• [About this task] Please return, word for word, the line containing "Could you spot the tail wheel" and each line after it through the end of the data below, and nothing else.

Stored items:
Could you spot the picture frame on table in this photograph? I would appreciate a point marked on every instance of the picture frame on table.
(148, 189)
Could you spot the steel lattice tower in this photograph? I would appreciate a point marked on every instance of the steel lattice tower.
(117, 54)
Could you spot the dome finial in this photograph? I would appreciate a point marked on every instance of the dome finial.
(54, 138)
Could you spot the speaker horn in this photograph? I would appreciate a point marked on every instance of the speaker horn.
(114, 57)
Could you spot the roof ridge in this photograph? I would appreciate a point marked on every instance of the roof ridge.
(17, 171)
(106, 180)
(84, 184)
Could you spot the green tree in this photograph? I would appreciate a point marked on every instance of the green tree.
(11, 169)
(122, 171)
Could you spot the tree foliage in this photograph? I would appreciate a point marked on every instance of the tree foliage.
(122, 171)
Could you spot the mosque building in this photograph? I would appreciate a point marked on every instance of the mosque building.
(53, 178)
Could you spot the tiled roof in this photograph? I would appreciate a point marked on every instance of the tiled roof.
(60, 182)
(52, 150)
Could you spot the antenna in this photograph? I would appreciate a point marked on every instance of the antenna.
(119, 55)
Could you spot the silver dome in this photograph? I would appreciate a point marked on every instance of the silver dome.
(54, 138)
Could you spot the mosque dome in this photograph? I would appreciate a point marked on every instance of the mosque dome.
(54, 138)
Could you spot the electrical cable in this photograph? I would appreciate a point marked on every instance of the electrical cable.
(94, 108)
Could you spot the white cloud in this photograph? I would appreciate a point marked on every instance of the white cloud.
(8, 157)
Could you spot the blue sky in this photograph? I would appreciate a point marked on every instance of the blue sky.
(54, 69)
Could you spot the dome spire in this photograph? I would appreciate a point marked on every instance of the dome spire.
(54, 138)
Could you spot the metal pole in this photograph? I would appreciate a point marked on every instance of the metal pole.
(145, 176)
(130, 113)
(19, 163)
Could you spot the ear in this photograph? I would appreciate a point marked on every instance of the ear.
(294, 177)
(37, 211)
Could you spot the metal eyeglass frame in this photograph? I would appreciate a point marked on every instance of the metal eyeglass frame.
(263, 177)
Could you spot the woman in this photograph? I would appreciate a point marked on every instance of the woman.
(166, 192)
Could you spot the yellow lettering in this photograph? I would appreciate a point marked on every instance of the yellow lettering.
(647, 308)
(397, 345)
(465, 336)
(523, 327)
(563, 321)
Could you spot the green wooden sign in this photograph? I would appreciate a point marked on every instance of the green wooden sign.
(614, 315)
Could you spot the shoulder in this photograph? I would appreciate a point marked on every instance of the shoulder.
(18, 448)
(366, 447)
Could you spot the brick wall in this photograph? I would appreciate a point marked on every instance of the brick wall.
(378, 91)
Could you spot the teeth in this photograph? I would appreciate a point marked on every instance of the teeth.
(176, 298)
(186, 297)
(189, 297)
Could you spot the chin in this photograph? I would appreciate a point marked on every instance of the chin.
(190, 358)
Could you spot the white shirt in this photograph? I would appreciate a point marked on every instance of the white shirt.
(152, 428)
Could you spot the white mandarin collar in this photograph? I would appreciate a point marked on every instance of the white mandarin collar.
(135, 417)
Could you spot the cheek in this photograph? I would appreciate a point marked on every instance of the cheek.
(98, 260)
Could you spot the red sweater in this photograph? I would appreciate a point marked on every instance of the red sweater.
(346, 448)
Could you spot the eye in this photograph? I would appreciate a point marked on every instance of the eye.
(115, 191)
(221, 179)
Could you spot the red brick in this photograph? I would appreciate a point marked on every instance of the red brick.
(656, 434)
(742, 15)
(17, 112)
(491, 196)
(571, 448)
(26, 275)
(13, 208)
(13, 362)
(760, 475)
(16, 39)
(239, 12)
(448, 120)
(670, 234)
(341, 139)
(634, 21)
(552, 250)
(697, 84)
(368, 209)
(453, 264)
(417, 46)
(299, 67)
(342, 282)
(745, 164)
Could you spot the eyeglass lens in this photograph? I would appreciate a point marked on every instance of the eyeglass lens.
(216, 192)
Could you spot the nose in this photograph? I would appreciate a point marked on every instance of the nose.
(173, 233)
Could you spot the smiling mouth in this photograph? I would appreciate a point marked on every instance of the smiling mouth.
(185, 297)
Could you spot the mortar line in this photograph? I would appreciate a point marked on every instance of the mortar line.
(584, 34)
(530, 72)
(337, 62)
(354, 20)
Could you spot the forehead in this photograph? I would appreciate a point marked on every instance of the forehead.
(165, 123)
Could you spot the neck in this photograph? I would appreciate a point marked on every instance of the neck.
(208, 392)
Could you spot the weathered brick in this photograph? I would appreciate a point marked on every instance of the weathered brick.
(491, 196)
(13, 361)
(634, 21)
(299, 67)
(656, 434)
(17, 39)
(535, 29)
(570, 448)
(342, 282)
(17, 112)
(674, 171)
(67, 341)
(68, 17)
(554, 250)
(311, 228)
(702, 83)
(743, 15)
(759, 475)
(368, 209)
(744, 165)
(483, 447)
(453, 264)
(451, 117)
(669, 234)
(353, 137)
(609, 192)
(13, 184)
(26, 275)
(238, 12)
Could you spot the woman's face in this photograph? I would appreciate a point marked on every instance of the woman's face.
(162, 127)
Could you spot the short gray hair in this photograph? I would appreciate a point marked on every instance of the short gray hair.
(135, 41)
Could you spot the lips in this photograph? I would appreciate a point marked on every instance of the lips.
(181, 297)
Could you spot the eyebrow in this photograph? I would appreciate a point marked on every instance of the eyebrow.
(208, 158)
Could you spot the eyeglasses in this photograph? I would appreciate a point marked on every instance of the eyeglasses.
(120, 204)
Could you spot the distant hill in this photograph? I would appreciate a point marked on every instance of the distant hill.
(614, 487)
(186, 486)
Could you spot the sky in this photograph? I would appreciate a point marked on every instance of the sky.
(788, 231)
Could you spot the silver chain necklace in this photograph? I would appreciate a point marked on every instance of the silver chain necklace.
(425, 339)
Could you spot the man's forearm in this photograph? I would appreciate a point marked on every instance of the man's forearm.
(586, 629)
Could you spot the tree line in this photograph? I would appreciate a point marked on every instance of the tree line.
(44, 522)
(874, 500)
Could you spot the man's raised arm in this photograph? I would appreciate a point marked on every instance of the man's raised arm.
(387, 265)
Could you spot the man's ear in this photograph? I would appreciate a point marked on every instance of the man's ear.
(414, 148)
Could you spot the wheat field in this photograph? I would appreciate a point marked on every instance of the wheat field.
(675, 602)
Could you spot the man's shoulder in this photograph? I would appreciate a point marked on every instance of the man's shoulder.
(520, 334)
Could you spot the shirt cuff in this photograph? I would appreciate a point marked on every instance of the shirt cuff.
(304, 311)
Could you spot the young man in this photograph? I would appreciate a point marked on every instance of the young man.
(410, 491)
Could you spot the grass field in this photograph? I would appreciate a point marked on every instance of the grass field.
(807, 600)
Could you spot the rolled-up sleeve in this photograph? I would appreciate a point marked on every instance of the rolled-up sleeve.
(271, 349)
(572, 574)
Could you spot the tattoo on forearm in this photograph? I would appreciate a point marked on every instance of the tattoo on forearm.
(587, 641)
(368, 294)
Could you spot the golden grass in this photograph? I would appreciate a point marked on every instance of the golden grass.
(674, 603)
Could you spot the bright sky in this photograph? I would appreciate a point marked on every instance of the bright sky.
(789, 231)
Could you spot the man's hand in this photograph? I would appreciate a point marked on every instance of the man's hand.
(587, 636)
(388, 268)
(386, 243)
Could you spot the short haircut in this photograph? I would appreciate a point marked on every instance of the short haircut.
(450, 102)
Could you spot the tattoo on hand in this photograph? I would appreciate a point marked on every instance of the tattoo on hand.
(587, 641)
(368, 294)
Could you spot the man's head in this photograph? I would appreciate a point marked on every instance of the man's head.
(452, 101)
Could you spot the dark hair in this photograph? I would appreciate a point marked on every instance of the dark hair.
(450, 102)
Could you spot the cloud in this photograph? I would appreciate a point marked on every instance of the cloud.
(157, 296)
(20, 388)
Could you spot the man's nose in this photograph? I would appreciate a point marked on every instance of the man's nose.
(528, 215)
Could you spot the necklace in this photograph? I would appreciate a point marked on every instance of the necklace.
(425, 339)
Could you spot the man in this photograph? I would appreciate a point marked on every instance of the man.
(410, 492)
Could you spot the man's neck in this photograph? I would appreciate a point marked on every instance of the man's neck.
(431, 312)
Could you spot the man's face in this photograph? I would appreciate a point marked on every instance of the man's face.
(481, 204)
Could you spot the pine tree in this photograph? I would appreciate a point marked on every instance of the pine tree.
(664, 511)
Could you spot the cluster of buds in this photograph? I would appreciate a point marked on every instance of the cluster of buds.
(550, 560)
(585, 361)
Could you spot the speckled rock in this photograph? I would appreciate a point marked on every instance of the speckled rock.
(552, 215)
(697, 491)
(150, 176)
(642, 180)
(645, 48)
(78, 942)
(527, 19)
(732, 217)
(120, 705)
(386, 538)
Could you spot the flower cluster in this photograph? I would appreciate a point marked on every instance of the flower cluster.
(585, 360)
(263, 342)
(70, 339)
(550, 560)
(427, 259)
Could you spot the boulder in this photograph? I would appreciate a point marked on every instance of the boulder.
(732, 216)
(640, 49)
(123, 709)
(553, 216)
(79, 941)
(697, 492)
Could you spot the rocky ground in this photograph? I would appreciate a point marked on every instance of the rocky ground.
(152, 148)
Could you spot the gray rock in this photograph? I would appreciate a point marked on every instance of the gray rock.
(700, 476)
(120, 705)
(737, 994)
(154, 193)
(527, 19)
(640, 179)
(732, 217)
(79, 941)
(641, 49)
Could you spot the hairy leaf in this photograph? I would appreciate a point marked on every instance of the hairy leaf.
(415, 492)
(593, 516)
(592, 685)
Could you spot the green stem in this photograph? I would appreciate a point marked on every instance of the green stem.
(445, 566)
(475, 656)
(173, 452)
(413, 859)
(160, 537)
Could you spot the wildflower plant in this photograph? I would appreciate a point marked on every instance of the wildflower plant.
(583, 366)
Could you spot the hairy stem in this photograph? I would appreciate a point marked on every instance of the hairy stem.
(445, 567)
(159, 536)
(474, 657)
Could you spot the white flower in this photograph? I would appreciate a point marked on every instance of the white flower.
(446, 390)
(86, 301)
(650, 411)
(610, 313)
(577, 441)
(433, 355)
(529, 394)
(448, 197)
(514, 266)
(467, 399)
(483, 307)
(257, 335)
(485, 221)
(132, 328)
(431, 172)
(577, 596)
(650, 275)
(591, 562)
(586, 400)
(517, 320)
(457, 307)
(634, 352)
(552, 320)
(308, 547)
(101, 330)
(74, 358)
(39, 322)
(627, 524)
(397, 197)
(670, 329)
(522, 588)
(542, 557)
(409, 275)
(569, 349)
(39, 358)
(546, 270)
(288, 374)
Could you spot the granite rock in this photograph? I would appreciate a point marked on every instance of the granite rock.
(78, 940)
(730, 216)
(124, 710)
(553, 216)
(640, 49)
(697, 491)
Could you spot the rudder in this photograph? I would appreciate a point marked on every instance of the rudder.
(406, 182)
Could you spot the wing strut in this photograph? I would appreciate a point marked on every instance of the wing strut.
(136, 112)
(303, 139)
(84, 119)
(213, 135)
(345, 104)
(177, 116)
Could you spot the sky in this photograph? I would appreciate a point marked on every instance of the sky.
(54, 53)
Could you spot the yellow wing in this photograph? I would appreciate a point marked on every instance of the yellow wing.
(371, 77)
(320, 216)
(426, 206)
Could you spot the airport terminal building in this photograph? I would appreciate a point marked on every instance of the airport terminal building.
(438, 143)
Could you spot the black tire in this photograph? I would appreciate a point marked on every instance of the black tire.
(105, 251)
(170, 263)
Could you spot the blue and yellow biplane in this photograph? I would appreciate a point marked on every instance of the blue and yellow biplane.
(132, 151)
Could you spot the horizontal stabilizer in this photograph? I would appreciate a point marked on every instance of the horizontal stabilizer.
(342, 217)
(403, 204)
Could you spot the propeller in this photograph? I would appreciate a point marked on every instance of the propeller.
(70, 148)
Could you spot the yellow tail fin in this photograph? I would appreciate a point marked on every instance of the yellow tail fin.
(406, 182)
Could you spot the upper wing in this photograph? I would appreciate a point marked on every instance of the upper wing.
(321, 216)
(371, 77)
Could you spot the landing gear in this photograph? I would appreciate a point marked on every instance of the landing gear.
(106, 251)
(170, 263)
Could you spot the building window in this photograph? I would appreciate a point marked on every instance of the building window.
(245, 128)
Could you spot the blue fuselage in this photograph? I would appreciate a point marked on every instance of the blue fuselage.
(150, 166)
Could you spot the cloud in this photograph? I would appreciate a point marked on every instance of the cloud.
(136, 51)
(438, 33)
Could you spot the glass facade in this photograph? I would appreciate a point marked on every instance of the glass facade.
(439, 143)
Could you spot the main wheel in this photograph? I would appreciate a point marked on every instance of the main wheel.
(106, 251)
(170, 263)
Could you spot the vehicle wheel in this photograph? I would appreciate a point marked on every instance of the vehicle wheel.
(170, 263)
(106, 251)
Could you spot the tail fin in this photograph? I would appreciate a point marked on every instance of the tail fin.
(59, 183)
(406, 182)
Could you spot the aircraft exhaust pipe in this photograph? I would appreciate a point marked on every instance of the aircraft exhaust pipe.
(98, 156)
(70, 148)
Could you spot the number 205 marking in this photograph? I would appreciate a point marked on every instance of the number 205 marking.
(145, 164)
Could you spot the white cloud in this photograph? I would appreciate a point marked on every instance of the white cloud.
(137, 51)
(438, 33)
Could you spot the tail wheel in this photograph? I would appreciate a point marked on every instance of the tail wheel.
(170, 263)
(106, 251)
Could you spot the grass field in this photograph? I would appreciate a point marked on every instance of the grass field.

• [Answer for this exercise]
Could you spot the tail wheel in this photograph? I would appreciate a point marked on every instance of the tail wheel.
(170, 263)
(106, 251)
Could you spot the grass field in this photograph? I would appreciate a point marked on every instance of the grass field.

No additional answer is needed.